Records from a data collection

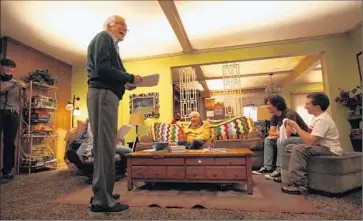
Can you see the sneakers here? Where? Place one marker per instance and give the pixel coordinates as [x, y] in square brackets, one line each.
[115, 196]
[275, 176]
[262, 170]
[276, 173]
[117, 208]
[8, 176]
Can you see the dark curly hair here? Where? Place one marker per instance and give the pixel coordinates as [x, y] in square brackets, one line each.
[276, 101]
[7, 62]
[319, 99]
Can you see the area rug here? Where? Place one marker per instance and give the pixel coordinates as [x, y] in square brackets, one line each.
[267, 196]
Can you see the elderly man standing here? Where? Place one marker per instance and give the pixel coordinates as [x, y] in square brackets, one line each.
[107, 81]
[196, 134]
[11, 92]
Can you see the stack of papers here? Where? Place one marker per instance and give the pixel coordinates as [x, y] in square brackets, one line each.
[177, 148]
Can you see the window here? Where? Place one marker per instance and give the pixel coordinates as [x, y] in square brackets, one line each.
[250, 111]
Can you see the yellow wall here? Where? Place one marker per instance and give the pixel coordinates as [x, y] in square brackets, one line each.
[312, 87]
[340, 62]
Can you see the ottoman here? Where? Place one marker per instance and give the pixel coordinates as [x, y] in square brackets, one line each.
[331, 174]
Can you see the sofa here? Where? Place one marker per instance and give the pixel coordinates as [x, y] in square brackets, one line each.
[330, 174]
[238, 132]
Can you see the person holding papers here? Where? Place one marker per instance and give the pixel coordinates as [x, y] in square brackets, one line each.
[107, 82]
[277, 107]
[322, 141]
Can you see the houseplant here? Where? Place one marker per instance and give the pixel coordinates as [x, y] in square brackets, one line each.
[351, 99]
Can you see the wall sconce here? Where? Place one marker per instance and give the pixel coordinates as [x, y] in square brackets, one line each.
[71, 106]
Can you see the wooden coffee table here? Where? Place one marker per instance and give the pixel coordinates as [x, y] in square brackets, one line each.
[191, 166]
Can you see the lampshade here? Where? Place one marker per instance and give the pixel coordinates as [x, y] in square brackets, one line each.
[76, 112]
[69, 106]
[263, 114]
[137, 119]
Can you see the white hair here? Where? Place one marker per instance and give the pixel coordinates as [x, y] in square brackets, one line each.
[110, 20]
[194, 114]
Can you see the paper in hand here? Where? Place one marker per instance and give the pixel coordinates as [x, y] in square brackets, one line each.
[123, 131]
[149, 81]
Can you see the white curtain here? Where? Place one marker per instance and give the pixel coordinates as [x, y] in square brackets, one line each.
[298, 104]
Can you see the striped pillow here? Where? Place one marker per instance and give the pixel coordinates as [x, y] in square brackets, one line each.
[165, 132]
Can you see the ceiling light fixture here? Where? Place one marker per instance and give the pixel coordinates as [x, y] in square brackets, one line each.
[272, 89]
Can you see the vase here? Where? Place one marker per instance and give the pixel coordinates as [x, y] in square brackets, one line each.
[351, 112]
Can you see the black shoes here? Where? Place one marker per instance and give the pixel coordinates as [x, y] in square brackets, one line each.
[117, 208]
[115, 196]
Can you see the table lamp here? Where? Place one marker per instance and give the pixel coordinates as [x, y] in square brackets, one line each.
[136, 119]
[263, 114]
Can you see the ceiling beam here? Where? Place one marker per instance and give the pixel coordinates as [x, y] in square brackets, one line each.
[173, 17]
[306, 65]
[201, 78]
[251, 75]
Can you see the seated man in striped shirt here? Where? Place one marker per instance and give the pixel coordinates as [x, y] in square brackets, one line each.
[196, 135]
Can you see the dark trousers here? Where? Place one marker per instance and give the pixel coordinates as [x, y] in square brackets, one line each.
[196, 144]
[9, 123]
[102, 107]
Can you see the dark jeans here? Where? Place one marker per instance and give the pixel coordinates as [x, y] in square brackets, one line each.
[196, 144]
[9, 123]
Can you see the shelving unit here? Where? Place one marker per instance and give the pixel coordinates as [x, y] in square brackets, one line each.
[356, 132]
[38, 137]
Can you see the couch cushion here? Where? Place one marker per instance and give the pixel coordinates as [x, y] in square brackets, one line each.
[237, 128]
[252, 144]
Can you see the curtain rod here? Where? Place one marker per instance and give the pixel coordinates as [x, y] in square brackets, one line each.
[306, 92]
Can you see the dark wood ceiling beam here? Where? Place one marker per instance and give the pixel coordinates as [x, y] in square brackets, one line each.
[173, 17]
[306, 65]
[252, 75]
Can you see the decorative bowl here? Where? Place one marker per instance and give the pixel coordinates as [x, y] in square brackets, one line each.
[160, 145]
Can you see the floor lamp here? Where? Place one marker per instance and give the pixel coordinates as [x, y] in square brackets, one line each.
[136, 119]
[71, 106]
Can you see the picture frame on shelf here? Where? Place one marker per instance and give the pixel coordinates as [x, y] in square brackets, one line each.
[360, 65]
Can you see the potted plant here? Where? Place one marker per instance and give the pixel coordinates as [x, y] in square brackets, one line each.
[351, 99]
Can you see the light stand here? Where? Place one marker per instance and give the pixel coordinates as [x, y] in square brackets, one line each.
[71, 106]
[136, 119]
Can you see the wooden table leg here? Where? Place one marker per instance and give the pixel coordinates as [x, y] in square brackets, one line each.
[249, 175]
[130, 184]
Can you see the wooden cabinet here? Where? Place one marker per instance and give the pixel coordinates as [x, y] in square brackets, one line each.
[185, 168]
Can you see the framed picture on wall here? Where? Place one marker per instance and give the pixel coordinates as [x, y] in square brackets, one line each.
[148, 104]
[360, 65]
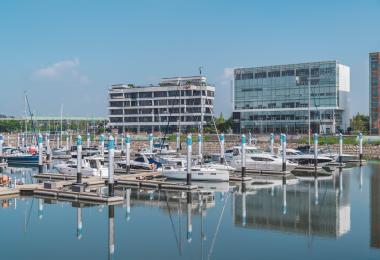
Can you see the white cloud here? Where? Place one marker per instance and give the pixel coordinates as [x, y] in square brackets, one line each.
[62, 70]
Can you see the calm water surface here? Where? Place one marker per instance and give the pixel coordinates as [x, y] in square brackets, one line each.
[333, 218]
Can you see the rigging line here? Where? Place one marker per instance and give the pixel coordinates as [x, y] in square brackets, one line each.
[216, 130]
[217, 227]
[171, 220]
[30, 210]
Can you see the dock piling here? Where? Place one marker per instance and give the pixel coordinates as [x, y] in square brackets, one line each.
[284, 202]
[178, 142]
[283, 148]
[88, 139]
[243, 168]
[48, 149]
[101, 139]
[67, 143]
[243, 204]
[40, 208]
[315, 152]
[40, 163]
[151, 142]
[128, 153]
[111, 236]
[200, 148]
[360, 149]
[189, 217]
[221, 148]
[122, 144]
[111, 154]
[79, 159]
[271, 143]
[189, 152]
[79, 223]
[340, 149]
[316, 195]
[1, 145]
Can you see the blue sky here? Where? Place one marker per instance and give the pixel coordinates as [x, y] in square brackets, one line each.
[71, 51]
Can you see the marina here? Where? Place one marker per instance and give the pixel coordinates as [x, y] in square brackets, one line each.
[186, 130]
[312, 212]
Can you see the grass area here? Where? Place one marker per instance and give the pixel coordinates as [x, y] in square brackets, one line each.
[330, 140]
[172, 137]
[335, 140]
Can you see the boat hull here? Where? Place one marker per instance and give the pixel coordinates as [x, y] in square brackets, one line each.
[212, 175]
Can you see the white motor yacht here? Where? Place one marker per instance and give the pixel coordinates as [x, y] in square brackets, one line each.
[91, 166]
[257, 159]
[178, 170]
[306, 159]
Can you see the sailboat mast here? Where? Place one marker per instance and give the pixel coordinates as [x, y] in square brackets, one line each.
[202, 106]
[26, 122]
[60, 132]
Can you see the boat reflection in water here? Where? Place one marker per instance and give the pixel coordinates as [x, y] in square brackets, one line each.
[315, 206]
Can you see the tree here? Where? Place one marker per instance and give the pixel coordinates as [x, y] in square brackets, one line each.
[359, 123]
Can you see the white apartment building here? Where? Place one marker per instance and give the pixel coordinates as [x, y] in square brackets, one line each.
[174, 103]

What is being asked: In the copy, leave out the pictures and restate the records exactly.

Task result:
Can you see the sneakers here? Where? Place one marker per instance and give the pixel coordinates as [x, y] in square brackets, one line each.
[115, 196]
[275, 176]
[262, 170]
[276, 173]
[117, 208]
[8, 176]
Can you see the dark curly hair here? Where? Place one marker per instance and give the pixel coordinates as [x, y] in square brackets, one line each.
[276, 101]
[7, 62]
[319, 99]
Can you see the area rug here? Where? Place one marker per instance and give the pixel coordinates as [x, y] in square brackets, one line each.
[267, 196]
Can you see the elderly man standing here? Where? Place one marker per instance and give the pixel coordinates as [x, y] in square brackets, one line each.
[107, 81]
[196, 134]
[11, 92]
Can you see the stack of papers here? Where? Place one marker per instance and give the pixel coordinates as [x, y] in square brackets, one line each.
[177, 148]
Can you see the window here? Where? Place one marker per instance and give the pixel coordinates as [x, y] in square brackets, one line each.
[250, 111]
Can you see the yellow wall here? Where? Place one marker per instance and give the pixel coordinates as [x, y] in square brackets, one line each.
[312, 87]
[340, 62]
Can you see the ottoman here? Where? Place one marker per instance and give the pixel coordinates as [x, y] in square brackets, one line each.
[331, 174]
Can you see the sofa here? Where? Place one marker per instance and give the pixel coordinates as [x, y] in square brackets, one line each.
[330, 174]
[238, 132]
Can you see the person holding papers here? Where? Place one marker per instance and give the pixel coordinates as [x, y] in square brackets, one line each.
[107, 82]
[277, 107]
[322, 141]
Can you see the houseplant here? Where? Place one marker per instance and give the pixel coordinates as [x, y] in square brackets, one line each.
[351, 99]
Can you see the wall sconce here? Where? Place one marker per instance and give the pixel coordinates as [x, y] in square brackets, one line each.
[71, 106]
Can you see the wooden coffee table here? Where? Place one marker per instance and give the pixel coordinates as [x, y] in square brackets, one line each.
[191, 166]
Can you see the lampshade here? Where? Place one marker per instance and give the pixel coordinates as [x, y] in square brackets, one line each.
[76, 112]
[69, 106]
[263, 114]
[137, 119]
Can you see the white hair here? Where? Place one marker per instance and give the pixel coordinates as [x, y] in square brackets, one line each.
[110, 20]
[194, 114]
Can you see the paper in hand here? Where? Place one marker per instance and give the pixel coordinates as [x, y] in square brackets, one line each.
[123, 131]
[149, 81]
Can you see the white curtain here? Where? Place one marker per instance and give the pixel coordinates as [x, y] in square brackets, one line each.
[298, 104]
Can you see the striped pillow here? Where? Place one marker per instance and give the pixel coordinates as [x, y] in square brackets, one line each.
[165, 132]
Can you see the ceiling light fixture here? Where? Place one marker per instance and give the pixel coordinates as [x, y] in square brackets, one line each.
[272, 89]
Can you see the vase here? Where? Place one marker per instance and give the pixel coordinates as [x, y] in square brackets, one line each.
[351, 112]
Can you see the black shoes here? Where? Place one marker per instance and give the pixel coordinates as [x, y] in square brackets, one line each.
[117, 208]
[115, 196]
Can you see the table lamp here? Where? Place one marker per instance and give the pixel coordinates as [x, y] in square brackets, one line each.
[136, 119]
[263, 114]
Can you see the ceiling beam here? Where? Place one marker per instance and give the pixel coordinates as [x, y] in square brackets, one line each.
[173, 17]
[306, 65]
[201, 78]
[251, 75]
Can you see the seated man in striped shirt here? Where? Place one marker per instance and give the pixel coordinates as [x, y] in square brackets, one line each.
[196, 135]
Can you see the dark trousers here? Where? Place one marker per instance and give the pixel coordinates as [x, y] in square brackets, one line each.
[196, 144]
[9, 123]
[102, 107]
Can you see the dark jeans here? Where? Place one marker per instance and give the pixel coordinates as [x, y] in square brackets, one line each.
[196, 144]
[9, 123]
Can you see the shelving unit here? Where? Place one marker per instance and give the pixel coordinates as [x, y] in square brackets, one line each.
[356, 132]
[38, 137]
Can you see the couch cushion here? Where? Place one marker per instance and give the pixel coordinates as [x, y] in square brackets, one line each.
[237, 128]
[252, 144]
Can you see the curtain rod here? Where? Place one marker per instance and give the pixel coordinates as [x, y] in square brackets, one line each.
[306, 92]
Can you see the dark wood ceiling beam here? Where? Place one marker per instance and give the pixel coordinates as [x, y] in square brackets, one line each.
[173, 17]
[306, 65]
[252, 75]
Can you see the decorative bowl here? Where? Place one marker per instance and give the pixel coordinates as [x, y] in square brackets, one line each.
[160, 145]
Can you see the floor lamp here? Where? Place one marker per instance and give the pixel coordinates as [x, y] in square brackets, one line each.
[136, 119]
[71, 106]
Can you see the picture frame on shelf here? Where? Place one marker per instance and give the pixel coordinates as [x, y] in square brackets, one line each.
[360, 65]
Can you see the potted plant here? Where? Place one marker per instance and give the pixel coordinates as [x, y] in square brackets, one line each.
[351, 99]
Can you see the light stand here? Where? Place one marker per instance and give the pixel coordinates as [x, y] in square brackets, one line each.
[71, 106]
[136, 119]
Can you see the wooden table leg here? Where? Place one marker per instance and give the pixel coordinates as [x, y] in square brackets, one line each.
[249, 175]
[130, 184]
Can you see the wooden cabinet here? Where? Place one marker per instance and give the pixel coordinates as [x, y] in square brackets, one line each.
[185, 168]
Can you see the framed picture on wall here? Where? Place one marker per instance and give the pixel coordinates as [x, y] in square brackets, one line each.
[148, 104]
[360, 65]
Can you see the white cloud here? Where? Place one marker per instance and give the pixel coordinates as [x, y] in square brackets, one line each.
[62, 70]
Can you see the calm water surface here? Where? Place one marker per instance and give the pixel coordinates as [x, y] in square brackets, one line each.
[333, 218]
Can you see the rigging line here? Where? Place one marker per instance and give the pixel coordinates as [x, y] in square brackets, one line each.
[216, 130]
[217, 227]
[171, 220]
[30, 210]
Can you see the dock piling here? Where? Place one marker per instance and give the pixel coordinates as [x, y] in square brackets, one line each.
[284, 202]
[178, 142]
[283, 148]
[88, 139]
[243, 168]
[48, 149]
[101, 139]
[67, 143]
[243, 204]
[40, 208]
[315, 152]
[40, 163]
[151, 142]
[128, 153]
[111, 236]
[200, 148]
[360, 149]
[189, 217]
[221, 148]
[122, 144]
[111, 154]
[79, 159]
[271, 143]
[189, 152]
[79, 223]
[340, 149]
[316, 195]
[1, 145]
Can you see the blue sky here? Where? Place one marker per instance and give the pixel coordinates as [x, y] in square brackets, one line each.
[71, 51]
Can you see the marina here? Where? Place one marker per instance and give the pixel coordinates as [x, y] in square brackets, one line each.
[186, 130]
[312, 212]
Can you see the grass area here? Where? Place one marker per instance and give the pixel coordinates as [x, y] in square brackets, one line each.
[330, 140]
[172, 137]
[335, 140]
Can you see the boat hull here? Where? Place one marker per instance and give the pixel coordinates as [x, y] in square brackets, one line each.
[212, 175]
Can you see the white motor yacht here? Where? Place one marker per instance and give the pixel coordinates as [x, y] in square brackets, one line each.
[91, 166]
[257, 159]
[178, 170]
[306, 159]
Can you see the sailboat mast here? Where? Place one marker per instance and give the pixel coordinates as [x, y] in square brackets, one line each.
[202, 106]
[26, 122]
[60, 132]
Can you see the boat reflection in water here? Where? Place one marker per instance and give the pixel coordinates as [x, y] in square brackets, one line each.
[315, 206]
Can you see the tree here? Where? Place one marker per instance and give the pixel coordinates as [x, y] in square brackets, one line each.
[359, 123]
Can you see the white apartment building here? Where? Place one marker per instance and give the pixel coordinates as [x, y] in square brackets, one line each.
[174, 103]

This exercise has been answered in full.